> _Passage provided_:
══════════════════════════════
The usual first warning sign of an ectopic pregnancy is abdominal pain at around 8 weeks’ gestation which may present with symptoms mimicking gastrointestinal disease (misdiagnosis of ectopic pregnancy as gastroenteritis is associated with maternal mortality). Ectopic pregnancy should be suspected in all women of childbearing age who present with fainting or sudden unexpected collapse (Neilson, 2007); no form of contraception is 100% effective, so pregnancy should not be excluded in women who use contraception. If the uterine tube ruptures, the woman may become clinically shocked owing to excessive bleeding into the peritoneal cavity. The growing fetus can be surgically removed together with the damaged uterine tube if necessary (this is referred to as a salpingectomy). Occasionally, an abdominal pregnancy may ensue if implantation occurs on the peritoneum. The pregnancies rarely go to term; however, delivery of live infants via abdominal surgery has been documented. This phenomenon underpins scientific interest enabling men to have babies through a process of peritoneal implantation. The main causes of tubal blockage are infection (usually due to pelvic inflammatory disease), the formation of scar tissue from surgery or trauma and congenital malformation. High levels of steroid hormones can also affect cilia movement. If a tubal pregnancy is diagnosed early before trauma occurs, it can be treated by the intramuscular administration of the drug methotrexate. Methotrexate is a chemotherapeutic drug which inhibits folic acid metabolism (by inhibiting difolate reductase so DNA synthesis ceases) thus targeting rapidly dividing tissue such as the trophoblast; the embryo is eventually reabsorbed. Methotrexate has side effects on mucosal surfaces as they also have a fast rate of cell division and can cause conjunctivitis, gastrointestinal disturbances and stomatitis (inflammation of the mucous membranes in the mouth). Women may experience some degree of abdominal pain because of tubal miscarriage; it can be difficult to distinguish this from tubal rupture. Although the uterine tube is saved, the risk of another ectopic pregnancy is high. As the rate of sexually-transmitted disease is increasing and there are more assisted conceptions, the rate of ectopic pregnancy is expected to increase (Raine-Fenning and Hopkisson, 2009).
══════════════════════════════
> _Listed entries_:
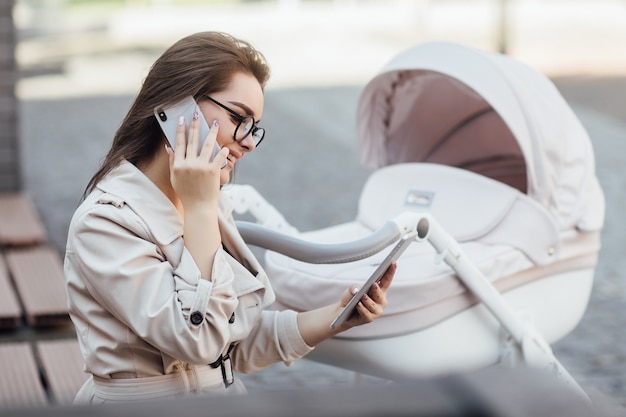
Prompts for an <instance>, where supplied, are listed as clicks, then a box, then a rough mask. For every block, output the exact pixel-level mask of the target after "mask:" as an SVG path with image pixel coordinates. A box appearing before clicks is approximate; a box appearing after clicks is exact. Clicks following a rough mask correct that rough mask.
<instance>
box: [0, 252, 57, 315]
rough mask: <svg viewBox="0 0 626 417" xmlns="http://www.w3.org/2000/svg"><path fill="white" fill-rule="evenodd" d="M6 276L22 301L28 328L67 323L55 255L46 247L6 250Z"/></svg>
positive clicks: (55, 255) (56, 263)
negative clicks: (14, 286) (10, 282)
mask: <svg viewBox="0 0 626 417" xmlns="http://www.w3.org/2000/svg"><path fill="white" fill-rule="evenodd" d="M5 256H6V263H7V266H8V270H9V273H10V274H11V276H12V277H13V282H14V283H15V287H16V289H17V293H18V295H19V297H20V299H21V300H22V306H23V308H24V314H25V316H26V322H27V323H28V324H29V325H30V326H34V327H40V326H54V325H58V324H64V323H68V320H69V314H68V308H67V295H66V293H65V278H64V275H63V265H62V264H61V259H60V257H59V254H58V253H57V252H56V251H55V250H54V249H52V248H50V247H47V246H42V245H38V246H33V247H25V248H15V249H9V250H7V251H6V253H5Z"/></svg>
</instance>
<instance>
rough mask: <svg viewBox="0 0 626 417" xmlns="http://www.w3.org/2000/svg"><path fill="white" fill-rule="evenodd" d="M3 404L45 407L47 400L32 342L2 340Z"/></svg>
mask: <svg viewBox="0 0 626 417" xmlns="http://www.w3.org/2000/svg"><path fill="white" fill-rule="evenodd" d="M0 370H1V371H0V406H1V407H4V408H22V407H41V406H44V405H46V404H47V402H48V400H47V397H46V393H45V391H44V389H43V386H42V385H41V380H40V378H39V371H38V369H37V365H36V362H35V357H34V355H33V351H32V349H31V347H30V344H28V343H27V342H17V343H5V344H0Z"/></svg>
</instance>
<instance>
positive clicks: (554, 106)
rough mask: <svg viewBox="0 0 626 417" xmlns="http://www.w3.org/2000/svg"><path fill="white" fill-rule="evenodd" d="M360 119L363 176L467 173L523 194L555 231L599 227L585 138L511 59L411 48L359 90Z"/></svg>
mask: <svg viewBox="0 0 626 417" xmlns="http://www.w3.org/2000/svg"><path fill="white" fill-rule="evenodd" d="M357 119H358V121H359V122H358V123H357V140H358V141H359V151H360V157H361V162H362V163H363V164H364V165H365V166H366V167H367V168H370V169H378V168H381V167H384V166H387V165H392V164H399V163H405V162H430V163H437V164H445V165H450V166H454V167H458V168H462V169H466V170H469V171H472V172H475V173H478V174H481V175H484V176H487V177H490V178H492V179H495V180H498V181H500V182H503V183H505V184H508V185H510V186H512V187H514V188H517V189H518V190H520V191H521V192H523V193H525V194H527V195H528V196H529V197H530V198H532V199H533V200H535V201H537V202H538V203H539V204H541V205H542V206H543V207H545V208H546V210H547V211H548V213H549V214H550V215H551V216H552V217H553V220H554V222H555V223H556V224H557V227H558V229H559V230H567V229H571V228H577V229H579V230H583V231H598V230H600V229H601V228H602V225H603V222H604V196H603V193H602V190H601V188H600V185H599V184H598V181H597V178H596V176H595V163H594V154H593V148H592V146H591V142H590V139H589V137H588V135H587V132H586V131H585V129H584V127H583V126H582V124H581V123H580V121H579V120H578V118H577V117H576V115H575V114H574V113H573V111H572V110H571V108H570V107H569V106H568V104H567V103H566V102H565V100H564V99H563V97H562V96H561V95H560V93H559V92H558V90H557V89H556V87H555V86H554V85H553V84H552V82H551V81H550V80H549V79H548V78H547V77H545V76H544V75H543V74H541V73H540V72H538V71H535V70H533V69H531V68H529V67H528V66H526V65H524V64H522V63H520V62H518V61H516V60H513V59H511V58H509V57H507V56H504V55H498V54H494V53H490V52H485V51H480V50H477V49H473V48H470V47H467V46H463V45H458V44H453V43H448V42H430V43H425V44H421V45H418V46H416V47H413V48H411V49H409V50H407V51H405V52H403V53H401V54H399V55H398V56H396V57H395V58H394V59H393V60H392V61H391V62H390V63H389V64H388V65H387V66H386V67H385V68H384V69H383V70H382V71H381V73H380V74H379V75H377V76H376V77H375V78H374V79H372V80H371V81H370V82H369V83H368V84H367V85H366V86H365V88H364V90H363V92H362V94H361V97H360V100H359V104H358V110H357Z"/></svg>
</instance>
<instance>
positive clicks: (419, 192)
mask: <svg viewBox="0 0 626 417" xmlns="http://www.w3.org/2000/svg"><path fill="white" fill-rule="evenodd" d="M434 198H435V193H434V192H432V191H421V190H410V191H409V192H408V193H407V195H406V198H405V199H404V205H405V206H413V207H430V206H431V205H432V204H433V200H434Z"/></svg>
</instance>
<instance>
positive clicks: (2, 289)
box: [0, 256, 22, 329]
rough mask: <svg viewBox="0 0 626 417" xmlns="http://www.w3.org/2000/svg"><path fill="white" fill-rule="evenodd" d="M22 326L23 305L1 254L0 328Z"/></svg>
mask: <svg viewBox="0 0 626 417" xmlns="http://www.w3.org/2000/svg"><path fill="white" fill-rule="evenodd" d="M21 326H22V307H21V306H20V302H19V300H18V299H17V296H16V295H15V291H14V290H13V284H12V283H11V280H10V278H9V274H8V271H7V268H6V263H5V261H4V258H3V257H2V256H0V329H16V328H18V327H21Z"/></svg>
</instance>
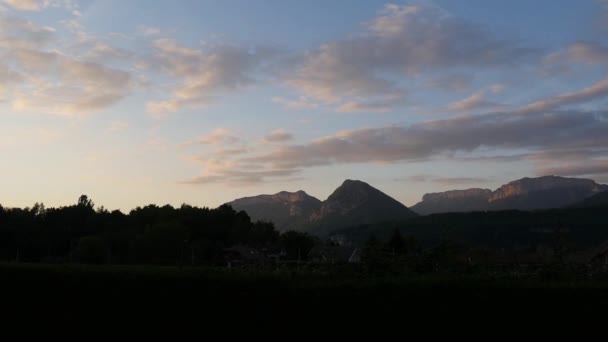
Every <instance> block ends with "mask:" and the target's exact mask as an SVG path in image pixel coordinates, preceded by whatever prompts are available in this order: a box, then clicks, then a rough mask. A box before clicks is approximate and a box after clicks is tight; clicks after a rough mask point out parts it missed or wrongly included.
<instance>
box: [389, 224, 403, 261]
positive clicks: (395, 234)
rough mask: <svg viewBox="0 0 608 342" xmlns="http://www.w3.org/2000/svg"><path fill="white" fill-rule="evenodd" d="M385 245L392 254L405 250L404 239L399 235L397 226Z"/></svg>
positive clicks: (402, 251) (398, 253) (398, 252)
mask: <svg viewBox="0 0 608 342" xmlns="http://www.w3.org/2000/svg"><path fill="white" fill-rule="evenodd" d="M387 247H388V248H389V250H390V251H391V252H392V253H393V254H396V255H397V254H401V253H403V252H405V240H404V239H403V237H402V236H401V233H400V232H399V229H398V228H395V230H394V231H393V235H391V238H390V239H389V240H388V243H387Z"/></svg>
══════════════════════════════
> _What you will do_:
• a. Using the passage on ectopic pregnancy, decide whether each statement agrees with it. Answer yes or no for each, and quote the deciding words.
(i) Methotrexate for an early tubal pregnancy is given by intramuscular injection.
(ii) Pregnancy can be ruled out in women who use contraception.
(iii) The rate of ectopic pregnancy is expected to fall.
• b. In the passage on ectopic pregnancy, what is the usual first warning sign?

> _Problem solutions_:
• a.
(i) Yes: "it can be treated by the intramuscular administration of the drug methotrexate"
(ii) No: "pregnancy should not be excluded in women who use contraception"
(iii) No: "the rate of ectopic pregnancy is expected to increase"

• b. Abdominal pain at around 8 weeks' gestation.